About this task:
Starting at the line that contains "the flower center with a point.", set down each line exactly until the records end, keeping both ends and adding nothing.

Data excerpts:

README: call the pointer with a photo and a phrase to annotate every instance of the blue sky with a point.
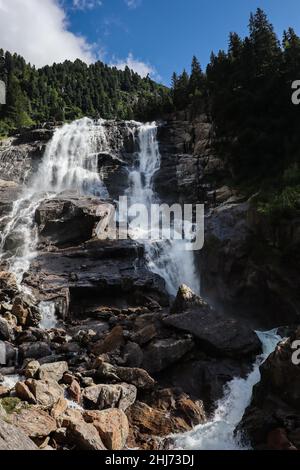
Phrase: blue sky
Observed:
(166, 33)
(156, 36)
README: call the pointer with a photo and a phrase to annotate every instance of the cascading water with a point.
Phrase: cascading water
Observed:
(218, 434)
(168, 258)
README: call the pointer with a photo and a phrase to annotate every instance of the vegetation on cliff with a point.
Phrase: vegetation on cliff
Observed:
(246, 91)
(74, 89)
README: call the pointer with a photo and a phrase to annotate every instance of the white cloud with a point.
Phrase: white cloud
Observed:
(38, 30)
(86, 4)
(133, 3)
(142, 68)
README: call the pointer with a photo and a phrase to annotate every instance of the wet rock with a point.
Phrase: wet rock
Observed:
(113, 341)
(69, 219)
(162, 353)
(137, 377)
(74, 391)
(26, 311)
(112, 426)
(9, 192)
(46, 392)
(217, 333)
(100, 397)
(123, 279)
(35, 423)
(85, 436)
(31, 369)
(169, 415)
(8, 286)
(204, 378)
(34, 350)
(6, 332)
(23, 392)
(249, 264)
(4, 391)
(82, 435)
(274, 404)
(59, 408)
(13, 438)
(145, 335)
(53, 371)
(278, 440)
(133, 355)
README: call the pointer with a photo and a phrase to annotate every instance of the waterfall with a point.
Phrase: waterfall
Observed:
(218, 433)
(69, 163)
(168, 258)
(71, 160)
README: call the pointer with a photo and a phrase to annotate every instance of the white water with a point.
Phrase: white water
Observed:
(218, 434)
(168, 258)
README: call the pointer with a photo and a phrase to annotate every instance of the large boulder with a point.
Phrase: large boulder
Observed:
(100, 397)
(112, 426)
(9, 192)
(8, 286)
(134, 376)
(162, 353)
(69, 219)
(35, 350)
(35, 423)
(46, 392)
(216, 332)
(80, 435)
(166, 413)
(53, 371)
(13, 438)
(249, 263)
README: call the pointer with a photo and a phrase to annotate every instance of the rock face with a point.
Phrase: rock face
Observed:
(248, 265)
(189, 165)
(14, 438)
(273, 418)
(112, 426)
(227, 337)
(69, 220)
(100, 328)
(9, 191)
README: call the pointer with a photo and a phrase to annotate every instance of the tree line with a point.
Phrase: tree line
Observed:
(247, 92)
(71, 90)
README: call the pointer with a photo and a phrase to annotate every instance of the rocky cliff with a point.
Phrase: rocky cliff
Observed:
(95, 352)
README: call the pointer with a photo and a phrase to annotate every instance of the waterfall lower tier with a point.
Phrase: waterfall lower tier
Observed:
(168, 258)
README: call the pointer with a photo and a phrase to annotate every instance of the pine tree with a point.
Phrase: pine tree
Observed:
(265, 42)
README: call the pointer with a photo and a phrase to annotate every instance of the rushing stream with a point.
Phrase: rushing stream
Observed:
(71, 163)
(168, 258)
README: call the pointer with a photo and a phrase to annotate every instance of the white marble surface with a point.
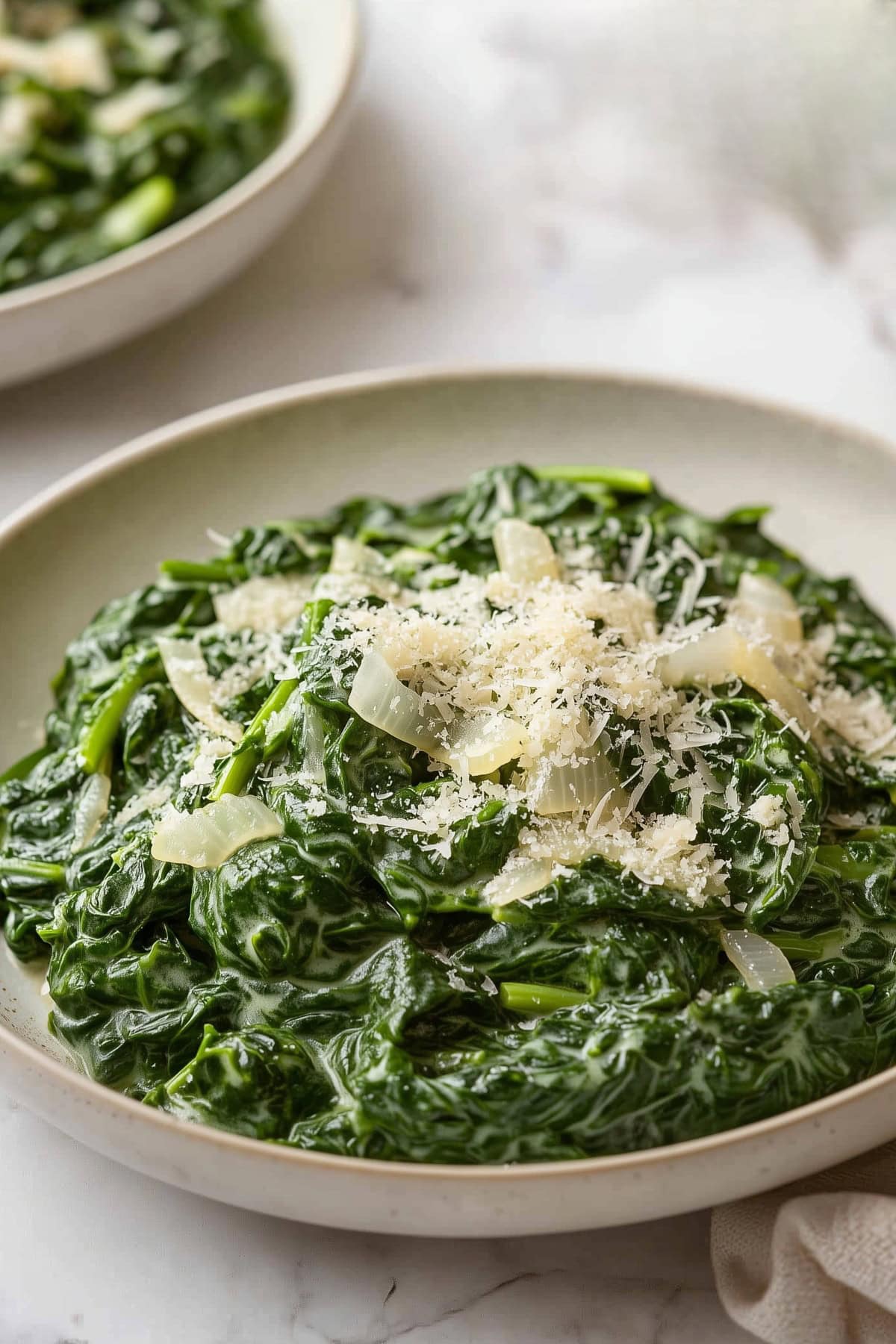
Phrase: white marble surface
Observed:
(497, 201)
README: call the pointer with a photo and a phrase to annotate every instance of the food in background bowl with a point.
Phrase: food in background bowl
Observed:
(541, 820)
(122, 116)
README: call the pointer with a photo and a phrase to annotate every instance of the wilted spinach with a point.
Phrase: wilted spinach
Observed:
(124, 117)
(344, 987)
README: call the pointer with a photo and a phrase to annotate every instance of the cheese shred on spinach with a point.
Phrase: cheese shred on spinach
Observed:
(119, 117)
(541, 820)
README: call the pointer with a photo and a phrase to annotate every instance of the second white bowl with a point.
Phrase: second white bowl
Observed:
(60, 322)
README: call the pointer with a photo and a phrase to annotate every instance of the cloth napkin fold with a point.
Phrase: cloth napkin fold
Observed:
(815, 1263)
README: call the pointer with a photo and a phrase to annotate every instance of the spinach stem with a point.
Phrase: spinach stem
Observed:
(108, 712)
(33, 868)
(139, 214)
(250, 752)
(623, 479)
(539, 999)
(203, 571)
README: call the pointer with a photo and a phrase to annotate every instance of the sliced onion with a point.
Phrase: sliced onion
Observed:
(477, 745)
(314, 762)
(193, 685)
(519, 880)
(355, 558)
(125, 111)
(90, 809)
(770, 605)
(379, 698)
(485, 742)
(264, 604)
(554, 789)
(759, 961)
(723, 653)
(524, 551)
(203, 839)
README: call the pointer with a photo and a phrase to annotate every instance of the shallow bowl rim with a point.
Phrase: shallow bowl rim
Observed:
(167, 438)
(299, 141)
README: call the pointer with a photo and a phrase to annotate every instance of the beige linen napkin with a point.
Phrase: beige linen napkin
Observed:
(815, 1263)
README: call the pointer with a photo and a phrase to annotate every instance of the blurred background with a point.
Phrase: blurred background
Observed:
(702, 190)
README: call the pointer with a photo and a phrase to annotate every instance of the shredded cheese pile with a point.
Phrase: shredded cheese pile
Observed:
(553, 648)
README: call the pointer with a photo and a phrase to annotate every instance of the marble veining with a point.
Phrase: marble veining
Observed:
(504, 195)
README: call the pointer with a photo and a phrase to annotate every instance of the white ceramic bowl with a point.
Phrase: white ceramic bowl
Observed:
(301, 450)
(58, 322)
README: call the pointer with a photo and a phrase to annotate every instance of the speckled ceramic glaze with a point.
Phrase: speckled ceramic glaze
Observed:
(301, 450)
(58, 322)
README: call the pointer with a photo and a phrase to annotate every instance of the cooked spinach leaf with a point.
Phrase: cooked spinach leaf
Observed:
(351, 983)
(119, 117)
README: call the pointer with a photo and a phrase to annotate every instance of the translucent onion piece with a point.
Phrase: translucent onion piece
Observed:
(193, 685)
(314, 762)
(203, 839)
(476, 746)
(73, 60)
(759, 961)
(124, 112)
(379, 698)
(722, 653)
(524, 551)
(520, 880)
(770, 605)
(90, 809)
(355, 558)
(485, 742)
(554, 789)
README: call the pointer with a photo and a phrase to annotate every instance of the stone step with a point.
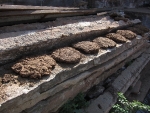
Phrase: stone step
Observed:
(63, 77)
(17, 44)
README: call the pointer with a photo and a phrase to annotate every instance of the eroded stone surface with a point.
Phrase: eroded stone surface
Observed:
(116, 37)
(67, 55)
(143, 28)
(136, 30)
(35, 67)
(127, 34)
(105, 42)
(87, 47)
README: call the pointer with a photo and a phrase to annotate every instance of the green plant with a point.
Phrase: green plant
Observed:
(73, 106)
(124, 106)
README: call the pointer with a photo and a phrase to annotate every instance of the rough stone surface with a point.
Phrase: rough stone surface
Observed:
(67, 55)
(35, 67)
(127, 34)
(16, 44)
(116, 37)
(87, 47)
(105, 42)
(142, 27)
(136, 30)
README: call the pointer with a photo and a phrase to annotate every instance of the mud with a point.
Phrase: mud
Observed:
(116, 37)
(127, 34)
(105, 43)
(67, 55)
(143, 28)
(136, 30)
(35, 67)
(121, 18)
(87, 47)
(118, 17)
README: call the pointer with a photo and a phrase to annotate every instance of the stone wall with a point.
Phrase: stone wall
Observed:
(71, 3)
(66, 81)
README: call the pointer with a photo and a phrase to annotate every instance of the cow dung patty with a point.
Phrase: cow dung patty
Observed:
(143, 28)
(136, 30)
(105, 42)
(121, 18)
(67, 55)
(127, 34)
(35, 67)
(87, 47)
(116, 37)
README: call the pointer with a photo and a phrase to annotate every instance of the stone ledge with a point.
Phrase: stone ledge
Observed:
(93, 77)
(16, 44)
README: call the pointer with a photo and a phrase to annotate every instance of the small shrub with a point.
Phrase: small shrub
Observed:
(124, 106)
(72, 106)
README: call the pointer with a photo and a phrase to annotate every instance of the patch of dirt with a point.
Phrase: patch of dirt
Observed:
(136, 30)
(116, 37)
(87, 47)
(105, 42)
(127, 34)
(8, 78)
(35, 67)
(121, 18)
(118, 17)
(143, 28)
(113, 15)
(67, 55)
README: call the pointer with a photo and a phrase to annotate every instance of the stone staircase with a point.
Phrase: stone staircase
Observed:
(49, 93)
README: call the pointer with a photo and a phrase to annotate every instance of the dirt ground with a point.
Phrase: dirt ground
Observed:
(67, 55)
(35, 67)
(145, 86)
(105, 43)
(116, 37)
(127, 34)
(87, 47)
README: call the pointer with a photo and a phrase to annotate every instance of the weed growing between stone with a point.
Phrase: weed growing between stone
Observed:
(74, 106)
(124, 106)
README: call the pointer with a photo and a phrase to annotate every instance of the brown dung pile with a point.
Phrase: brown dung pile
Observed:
(116, 37)
(105, 42)
(143, 28)
(87, 47)
(67, 55)
(127, 34)
(136, 30)
(35, 67)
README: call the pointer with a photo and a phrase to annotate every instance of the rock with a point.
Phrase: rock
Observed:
(87, 47)
(143, 28)
(35, 67)
(121, 18)
(67, 55)
(127, 34)
(95, 92)
(116, 37)
(105, 42)
(136, 30)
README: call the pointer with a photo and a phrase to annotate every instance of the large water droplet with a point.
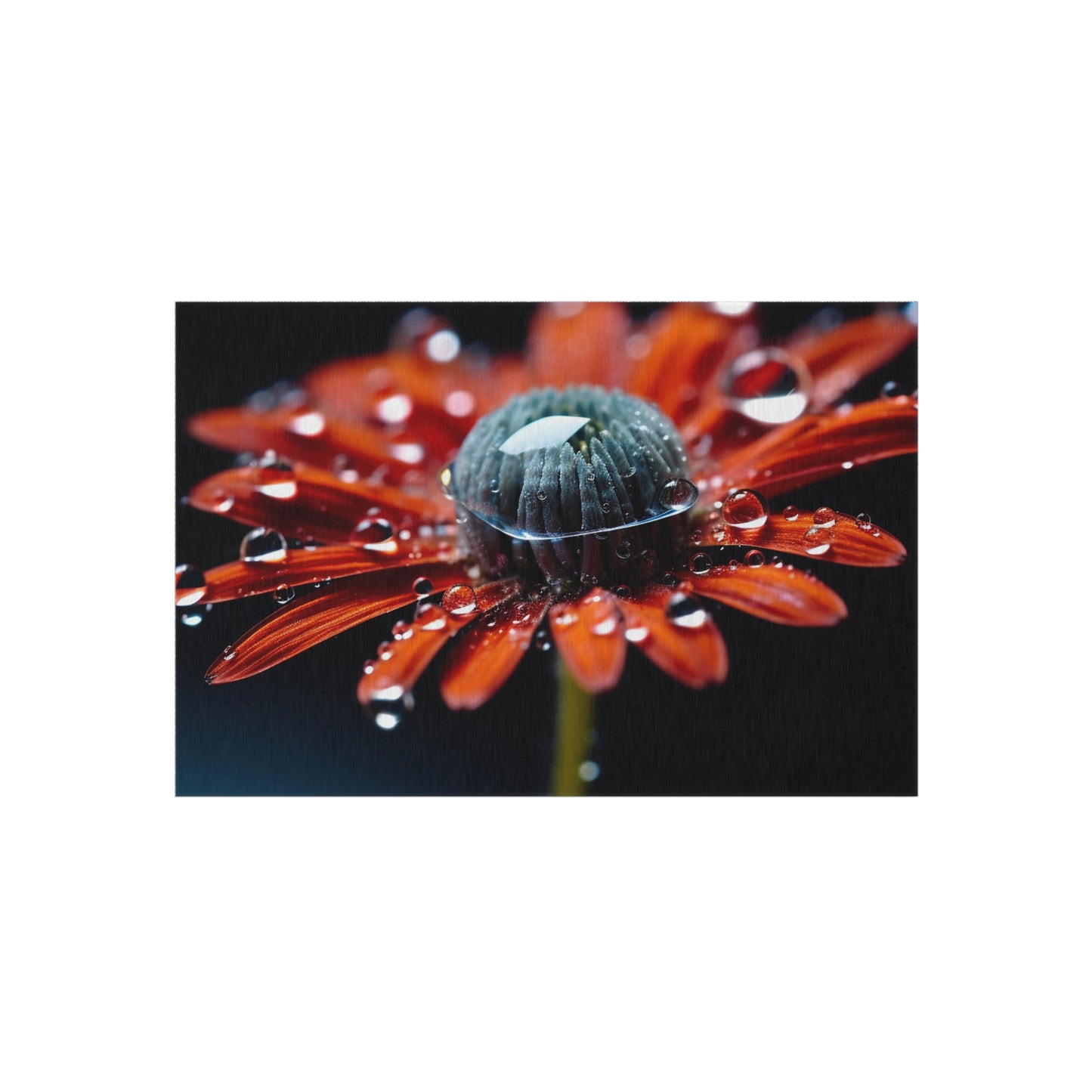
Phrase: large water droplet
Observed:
(745, 510)
(263, 546)
(191, 581)
(372, 532)
(686, 611)
(768, 385)
(817, 540)
(460, 600)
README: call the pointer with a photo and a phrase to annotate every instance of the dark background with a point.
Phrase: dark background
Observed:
(824, 711)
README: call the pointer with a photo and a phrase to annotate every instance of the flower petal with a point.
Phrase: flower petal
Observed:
(777, 593)
(578, 343)
(816, 447)
(687, 645)
(317, 618)
(316, 437)
(322, 506)
(487, 655)
(590, 638)
(320, 564)
(841, 357)
(849, 542)
(679, 348)
(403, 660)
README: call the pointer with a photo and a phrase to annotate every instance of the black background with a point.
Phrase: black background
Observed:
(822, 711)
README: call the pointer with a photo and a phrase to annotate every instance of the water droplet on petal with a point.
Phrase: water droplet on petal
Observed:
(700, 564)
(817, 540)
(263, 546)
(768, 385)
(686, 611)
(588, 771)
(190, 580)
(460, 600)
(745, 510)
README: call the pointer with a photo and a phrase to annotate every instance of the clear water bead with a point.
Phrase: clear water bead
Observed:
(264, 546)
(460, 600)
(769, 385)
(745, 510)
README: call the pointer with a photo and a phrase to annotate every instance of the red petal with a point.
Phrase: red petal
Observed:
(846, 543)
(316, 437)
(816, 447)
(484, 659)
(777, 593)
(402, 662)
(682, 348)
(694, 653)
(295, 628)
(238, 579)
(578, 346)
(590, 638)
(839, 358)
(323, 507)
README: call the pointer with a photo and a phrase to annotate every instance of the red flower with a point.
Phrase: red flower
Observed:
(354, 496)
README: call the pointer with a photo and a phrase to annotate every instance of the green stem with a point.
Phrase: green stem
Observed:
(576, 718)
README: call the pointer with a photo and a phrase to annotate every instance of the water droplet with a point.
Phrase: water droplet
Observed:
(686, 611)
(263, 546)
(372, 532)
(768, 385)
(745, 510)
(460, 600)
(388, 709)
(679, 495)
(308, 424)
(190, 580)
(700, 564)
(817, 540)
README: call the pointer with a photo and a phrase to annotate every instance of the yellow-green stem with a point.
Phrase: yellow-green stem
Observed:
(576, 719)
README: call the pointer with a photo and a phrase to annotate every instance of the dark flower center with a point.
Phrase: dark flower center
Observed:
(574, 487)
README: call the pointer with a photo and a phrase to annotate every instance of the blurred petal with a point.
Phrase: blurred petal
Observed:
(677, 635)
(846, 543)
(401, 664)
(780, 594)
(816, 447)
(316, 437)
(840, 358)
(320, 564)
(590, 638)
(322, 507)
(487, 655)
(679, 348)
(578, 343)
(295, 628)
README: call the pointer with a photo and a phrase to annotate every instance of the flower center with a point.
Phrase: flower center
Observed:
(574, 487)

Finished task:
README: call the pointer with a photo and a phrase to annotate every instance of the flower center with a point.
Phrase: flower center
Observed:
(574, 487)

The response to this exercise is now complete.